§ **Extracted entries**

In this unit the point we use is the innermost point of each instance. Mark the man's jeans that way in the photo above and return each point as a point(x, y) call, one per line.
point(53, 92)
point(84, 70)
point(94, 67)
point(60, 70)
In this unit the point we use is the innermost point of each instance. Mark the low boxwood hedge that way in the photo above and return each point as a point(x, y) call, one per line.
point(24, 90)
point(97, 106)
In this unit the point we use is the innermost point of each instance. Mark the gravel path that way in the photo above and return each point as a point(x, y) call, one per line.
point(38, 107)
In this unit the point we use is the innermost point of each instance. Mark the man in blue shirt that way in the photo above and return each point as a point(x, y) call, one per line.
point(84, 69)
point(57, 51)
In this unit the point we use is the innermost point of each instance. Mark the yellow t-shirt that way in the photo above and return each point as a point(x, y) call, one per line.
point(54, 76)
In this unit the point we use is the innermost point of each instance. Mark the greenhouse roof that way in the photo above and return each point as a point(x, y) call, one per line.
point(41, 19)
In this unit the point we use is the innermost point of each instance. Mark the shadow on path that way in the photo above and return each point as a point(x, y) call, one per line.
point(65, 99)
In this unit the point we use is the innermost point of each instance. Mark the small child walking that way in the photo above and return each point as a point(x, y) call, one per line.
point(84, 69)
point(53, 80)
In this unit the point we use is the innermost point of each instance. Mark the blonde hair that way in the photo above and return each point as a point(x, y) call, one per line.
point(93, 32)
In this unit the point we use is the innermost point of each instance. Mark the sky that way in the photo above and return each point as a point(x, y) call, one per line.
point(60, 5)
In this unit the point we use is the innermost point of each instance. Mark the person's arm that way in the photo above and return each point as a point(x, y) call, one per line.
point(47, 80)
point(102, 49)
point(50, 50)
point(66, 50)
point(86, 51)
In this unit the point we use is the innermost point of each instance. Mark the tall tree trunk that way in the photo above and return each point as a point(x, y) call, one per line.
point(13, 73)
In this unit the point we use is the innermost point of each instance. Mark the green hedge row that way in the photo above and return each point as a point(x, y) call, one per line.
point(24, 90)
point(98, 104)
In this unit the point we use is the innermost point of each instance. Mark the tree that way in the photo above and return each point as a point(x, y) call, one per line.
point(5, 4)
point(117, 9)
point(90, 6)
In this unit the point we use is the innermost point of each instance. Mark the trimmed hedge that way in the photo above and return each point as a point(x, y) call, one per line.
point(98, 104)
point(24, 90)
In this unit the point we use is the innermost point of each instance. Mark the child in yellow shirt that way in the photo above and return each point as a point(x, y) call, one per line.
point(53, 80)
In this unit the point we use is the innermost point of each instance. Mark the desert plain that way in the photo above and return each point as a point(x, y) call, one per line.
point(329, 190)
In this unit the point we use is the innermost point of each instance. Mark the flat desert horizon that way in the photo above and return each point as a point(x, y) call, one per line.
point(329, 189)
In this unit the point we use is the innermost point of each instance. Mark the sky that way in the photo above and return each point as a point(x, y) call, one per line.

§ **Task details**
Write down every line of the data exactly as it appears above.

§ **Written solution**
In this unit the point we use is the innermost point of each instance. Mark the man's jeans that way in the photo above and return each point as a point(x, y) call, one per line.
point(53, 92)
point(84, 70)
point(94, 67)
point(60, 70)
In this unit the point we use is the innermost point of each instance. Mark the low boxwood hedge that way in the photo above and return each point as a point(x, y) call, one per line.
point(24, 90)
point(97, 106)
In this unit the point we use is the innermost point of each instance. Mark the gravel path that way in the photo above and return each point as a point(x, y) call, one per line.
point(38, 107)
In this unit the point we use is the innermost point of each instance. Mark the man in blue shirt that way in the photo above and return each point as a point(x, y) call, one per line.
point(84, 69)
point(57, 51)
In this unit the point we use is the innermost point of each instance. Mark the yellow t-shirt that way in the photo above and return each point as a point(x, y) call, one per line.
point(54, 76)
In this unit the point we use is the innermost point of each instance. Mark the greenhouse roof that way in the photo above and return each point as a point(x, y) call, one per line.
point(41, 19)
In this unit the point we use is the innermost point of each instance. Mark the shadow on path that way in the photo above and return each point as a point(x, y) call, one per line.
point(65, 99)
In this unit the point we use is the innermost point of each instance. Mark the small child walking that way in the photo above and return each point as a point(x, y) call, one per line.
point(84, 69)
point(53, 80)
In this unit the point we use is the innermost point of each instance. Mark the blonde hair that way in the photo above and return each point as a point(x, y) call, one per line.
point(93, 32)
In this unit the point we use is the innermost point of each instance. Mark the sky that way in the photo above and return each point as a point(x, y) call, one per line.
point(60, 5)
In this unit the point we use is the innermost point of each instance. Mark the person's arm that way in the photo above and return each point as a point(x, y) call, one per line.
point(47, 80)
point(102, 49)
point(50, 50)
point(66, 50)
point(86, 51)
In this unit the point we use is the innermost point of each instance. Mark the tall tree trunk that way in the photo above and return each point as a point(x, y) call, one per line.
point(13, 73)
In this unit the point we use is the innermost point of each instance. Mark the green hedge row that way in the photo above and return each point as a point(x, y) call, one per line.
point(24, 90)
point(98, 104)
In this unit the point we use is the innermost point of each instance. Mark the tree that way in the photo above and return each point as a point(x, y) call, one per line.
point(5, 4)
point(117, 9)
point(90, 6)
In this unit the point we use is the innermost point of each instance. Mark the trimmed hedge that way in the photo above and return each point as a point(x, y) call, one per line.
point(98, 104)
point(24, 90)
In this unit the point we use is the innermost point of each instance. Mark the child in yellow shirt that way in the photo above and return each point as a point(x, y) call, one per line.
point(53, 80)
In this unit the point we use is the innermost point of each instance. Mark the desert plain that way in the photo above and return each point as a point(x, y) call, one per line.
point(329, 190)
In this unit the point we use is the innermost point of each instance. Mark the flat desert horizon that way in the photo above and return each point as a point(x, y) call, one per line.
point(329, 189)
In this unit the point we use is the innermost point of each instance. Mark the sky that way in the photo above and return each point as a point(x, y) call, one per line.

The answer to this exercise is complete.